[Stored data]
"""

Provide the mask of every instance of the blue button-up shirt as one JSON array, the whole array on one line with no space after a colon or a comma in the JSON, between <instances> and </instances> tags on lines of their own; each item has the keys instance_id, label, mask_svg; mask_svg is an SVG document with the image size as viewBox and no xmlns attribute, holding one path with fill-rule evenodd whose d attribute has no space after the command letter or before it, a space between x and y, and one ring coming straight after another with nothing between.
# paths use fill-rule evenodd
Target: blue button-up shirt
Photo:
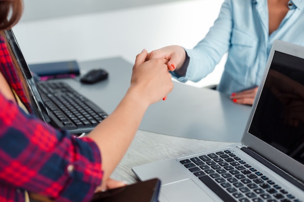
<instances>
[{"instance_id":1,"label":"blue button-up shirt","mask_svg":"<svg viewBox=\"0 0 304 202\"><path fill-rule=\"evenodd\" d=\"M189 58L186 75L173 72L173 76L182 82L198 81L228 52L218 90L230 94L258 86L275 39L304 46L304 1L292 0L288 7L278 29L270 35L267 0L225 0L205 37L193 49L185 48Z\"/></svg>"}]
</instances>

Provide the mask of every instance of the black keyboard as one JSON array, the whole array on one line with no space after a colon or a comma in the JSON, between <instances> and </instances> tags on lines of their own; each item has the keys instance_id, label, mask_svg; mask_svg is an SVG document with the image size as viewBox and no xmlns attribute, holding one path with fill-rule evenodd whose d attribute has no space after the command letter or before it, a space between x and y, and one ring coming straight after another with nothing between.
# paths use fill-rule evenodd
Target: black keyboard
<instances>
[{"instance_id":1,"label":"black keyboard","mask_svg":"<svg viewBox=\"0 0 304 202\"><path fill-rule=\"evenodd\" d=\"M73 134L90 131L108 114L63 82L42 81L37 87L57 127Z\"/></svg>"},{"instance_id":2,"label":"black keyboard","mask_svg":"<svg viewBox=\"0 0 304 202\"><path fill-rule=\"evenodd\" d=\"M180 162L225 202L300 202L229 150Z\"/></svg>"}]
</instances>

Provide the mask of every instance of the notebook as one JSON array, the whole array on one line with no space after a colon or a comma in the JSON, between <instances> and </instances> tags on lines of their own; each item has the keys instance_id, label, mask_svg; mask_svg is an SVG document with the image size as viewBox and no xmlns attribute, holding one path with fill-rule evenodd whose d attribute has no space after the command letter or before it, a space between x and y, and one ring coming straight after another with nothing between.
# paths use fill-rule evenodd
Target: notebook
<instances>
[{"instance_id":1,"label":"notebook","mask_svg":"<svg viewBox=\"0 0 304 202\"><path fill-rule=\"evenodd\" d=\"M103 110L62 81L36 82L12 30L5 37L30 94L34 114L54 127L84 135L107 117Z\"/></svg>"},{"instance_id":2,"label":"notebook","mask_svg":"<svg viewBox=\"0 0 304 202\"><path fill-rule=\"evenodd\" d=\"M273 43L240 143L132 170L160 202L304 202L304 47Z\"/></svg>"}]
</instances>

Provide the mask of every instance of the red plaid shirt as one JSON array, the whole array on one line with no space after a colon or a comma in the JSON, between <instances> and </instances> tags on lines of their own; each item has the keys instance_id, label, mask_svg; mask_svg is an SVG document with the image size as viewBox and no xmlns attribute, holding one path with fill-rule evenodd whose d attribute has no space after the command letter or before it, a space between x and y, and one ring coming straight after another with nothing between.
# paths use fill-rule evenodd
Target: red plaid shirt
<instances>
[{"instance_id":1,"label":"red plaid shirt","mask_svg":"<svg viewBox=\"0 0 304 202\"><path fill-rule=\"evenodd\" d=\"M1 37L0 71L31 111ZM56 201L89 201L102 176L95 142L55 130L0 93L0 202L24 202L25 190Z\"/></svg>"}]
</instances>

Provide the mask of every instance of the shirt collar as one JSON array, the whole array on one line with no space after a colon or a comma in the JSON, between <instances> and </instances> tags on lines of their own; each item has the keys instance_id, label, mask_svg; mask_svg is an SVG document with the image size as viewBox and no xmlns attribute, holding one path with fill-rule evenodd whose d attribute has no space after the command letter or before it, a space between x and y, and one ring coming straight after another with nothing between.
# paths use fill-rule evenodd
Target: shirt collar
<instances>
[{"instance_id":1,"label":"shirt collar","mask_svg":"<svg viewBox=\"0 0 304 202\"><path fill-rule=\"evenodd\" d=\"M261 3L263 1L265 1L265 0L252 0L253 3ZM267 0L266 0L267 1ZM292 2L296 7L299 9L302 9L304 8L304 1L303 0L292 0L290 2Z\"/></svg>"},{"instance_id":2,"label":"shirt collar","mask_svg":"<svg viewBox=\"0 0 304 202\"><path fill-rule=\"evenodd\" d=\"M292 0L290 1L299 9L302 9L304 8L304 1L303 0Z\"/></svg>"}]
</instances>

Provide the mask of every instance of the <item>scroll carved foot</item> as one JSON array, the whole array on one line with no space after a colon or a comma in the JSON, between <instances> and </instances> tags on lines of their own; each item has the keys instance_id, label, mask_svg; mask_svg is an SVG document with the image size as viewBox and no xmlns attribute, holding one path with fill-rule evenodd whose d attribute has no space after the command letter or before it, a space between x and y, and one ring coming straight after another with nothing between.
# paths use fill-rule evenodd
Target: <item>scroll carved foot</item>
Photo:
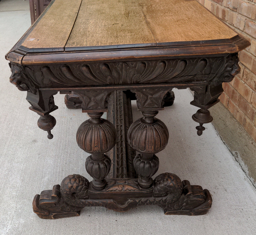
<instances>
[{"instance_id":1,"label":"scroll carved foot","mask_svg":"<svg viewBox=\"0 0 256 235\"><path fill-rule=\"evenodd\" d=\"M166 215L199 215L206 213L212 200L209 191L188 181L181 181L170 173L157 177L153 185L141 188L138 179L112 179L99 191L84 177L72 175L60 186L43 191L33 201L34 212L42 219L78 216L86 206L103 206L119 212L127 211L140 205L156 205Z\"/></svg>"},{"instance_id":2,"label":"scroll carved foot","mask_svg":"<svg viewBox=\"0 0 256 235\"><path fill-rule=\"evenodd\" d=\"M206 214L212 200L209 191L199 185L181 181L176 175L161 174L154 181L153 195L166 215L196 216Z\"/></svg>"}]
</instances>

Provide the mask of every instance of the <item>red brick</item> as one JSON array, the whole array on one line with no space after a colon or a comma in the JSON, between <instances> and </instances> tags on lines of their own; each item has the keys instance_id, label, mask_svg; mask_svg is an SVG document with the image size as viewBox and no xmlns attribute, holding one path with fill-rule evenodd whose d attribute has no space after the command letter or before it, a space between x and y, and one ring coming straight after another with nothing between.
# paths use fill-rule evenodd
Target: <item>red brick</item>
<instances>
[{"instance_id":1,"label":"red brick","mask_svg":"<svg viewBox=\"0 0 256 235\"><path fill-rule=\"evenodd\" d=\"M254 19L256 17L256 6L250 2L239 0L237 12L251 19Z\"/></svg>"},{"instance_id":2,"label":"red brick","mask_svg":"<svg viewBox=\"0 0 256 235\"><path fill-rule=\"evenodd\" d=\"M227 105L228 104L228 100L229 98L225 93L222 93L219 97L220 99L220 101L222 103L224 106L227 108Z\"/></svg>"},{"instance_id":3,"label":"red brick","mask_svg":"<svg viewBox=\"0 0 256 235\"><path fill-rule=\"evenodd\" d=\"M244 125L245 119L244 113L238 108L234 103L230 100L228 102L228 106L227 108L229 112L233 115L234 118L243 126Z\"/></svg>"},{"instance_id":4,"label":"red brick","mask_svg":"<svg viewBox=\"0 0 256 235\"><path fill-rule=\"evenodd\" d=\"M242 79L252 89L256 91L256 76L247 69L245 69Z\"/></svg>"},{"instance_id":5,"label":"red brick","mask_svg":"<svg viewBox=\"0 0 256 235\"><path fill-rule=\"evenodd\" d=\"M215 15L217 17L226 20L228 18L228 10L226 8L216 5Z\"/></svg>"},{"instance_id":6,"label":"red brick","mask_svg":"<svg viewBox=\"0 0 256 235\"><path fill-rule=\"evenodd\" d=\"M248 102L251 100L252 92L244 83L237 78L235 78L233 87Z\"/></svg>"},{"instance_id":7,"label":"red brick","mask_svg":"<svg viewBox=\"0 0 256 235\"><path fill-rule=\"evenodd\" d=\"M246 19L245 17L230 11L228 16L228 22L240 30L243 30Z\"/></svg>"},{"instance_id":8,"label":"red brick","mask_svg":"<svg viewBox=\"0 0 256 235\"><path fill-rule=\"evenodd\" d=\"M214 13L214 10L213 11L212 5L212 3L209 0L205 0L205 6L209 10Z\"/></svg>"},{"instance_id":9,"label":"red brick","mask_svg":"<svg viewBox=\"0 0 256 235\"><path fill-rule=\"evenodd\" d=\"M245 32L254 38L256 38L256 23L247 20L245 22Z\"/></svg>"},{"instance_id":10,"label":"red brick","mask_svg":"<svg viewBox=\"0 0 256 235\"><path fill-rule=\"evenodd\" d=\"M238 5L238 0L226 0L223 2L223 5L233 11L236 11Z\"/></svg>"},{"instance_id":11,"label":"red brick","mask_svg":"<svg viewBox=\"0 0 256 235\"><path fill-rule=\"evenodd\" d=\"M253 121L254 120L254 116L255 113L256 113L255 109L241 95L239 96L237 106L238 108L241 109L243 112L244 113L250 120Z\"/></svg>"},{"instance_id":12,"label":"red brick","mask_svg":"<svg viewBox=\"0 0 256 235\"><path fill-rule=\"evenodd\" d=\"M225 84L225 85L224 85ZM224 92L232 101L236 104L238 102L239 93L229 84L225 83L223 84Z\"/></svg>"},{"instance_id":13,"label":"red brick","mask_svg":"<svg viewBox=\"0 0 256 235\"><path fill-rule=\"evenodd\" d=\"M256 93L254 92L252 93L252 98L251 99L250 102L253 106L256 108Z\"/></svg>"},{"instance_id":14,"label":"red brick","mask_svg":"<svg viewBox=\"0 0 256 235\"><path fill-rule=\"evenodd\" d=\"M246 117L245 119L243 126L249 135L256 142L256 128L250 121Z\"/></svg>"},{"instance_id":15,"label":"red brick","mask_svg":"<svg viewBox=\"0 0 256 235\"><path fill-rule=\"evenodd\" d=\"M240 67L241 70L240 70L240 72L236 76L236 77L241 79L243 77L245 67L243 65L243 64L241 63L240 62L239 62L238 64L239 65L239 66Z\"/></svg>"},{"instance_id":16,"label":"red brick","mask_svg":"<svg viewBox=\"0 0 256 235\"><path fill-rule=\"evenodd\" d=\"M223 1L223 0L212 0L212 1L219 3L219 4L220 4L220 5L222 4L222 2Z\"/></svg>"}]
</instances>

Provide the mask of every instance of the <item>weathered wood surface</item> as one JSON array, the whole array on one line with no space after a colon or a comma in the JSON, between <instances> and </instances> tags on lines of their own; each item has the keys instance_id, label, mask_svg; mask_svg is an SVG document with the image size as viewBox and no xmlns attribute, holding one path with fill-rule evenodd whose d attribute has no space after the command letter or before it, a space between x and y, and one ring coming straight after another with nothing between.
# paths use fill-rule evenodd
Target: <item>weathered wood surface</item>
<instances>
[{"instance_id":1,"label":"weathered wood surface","mask_svg":"<svg viewBox=\"0 0 256 235\"><path fill-rule=\"evenodd\" d=\"M33 27L22 46L54 50L169 45L238 35L198 2L186 0L55 0Z\"/></svg>"}]
</instances>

"""

§ **Task prompt**: Rewrite the records from the start through the line that contains "Target: blue button-up shirt", replacing "blue button-up shirt" with "navy dress shirt" and leaving everything else unchanged.

§ **Answer to the task**:
Provide the mask of every instance of the navy dress shirt as one JSON array, the whole array on one line with no space after a colon or a comma in the JSON, between <instances> and </instances> tags on lines of their own; each item has the keys instance_id, label, mask_svg; mask_svg is an SVG document with the image size as viewBox and no xmlns attribute, holding one path with fill-rule evenodd whose d attribute has no space after the command letter or before it, a space between x and y, and one ring coming straight after another with nothing between.
# paths use fill-rule evenodd
Target: navy dress shirt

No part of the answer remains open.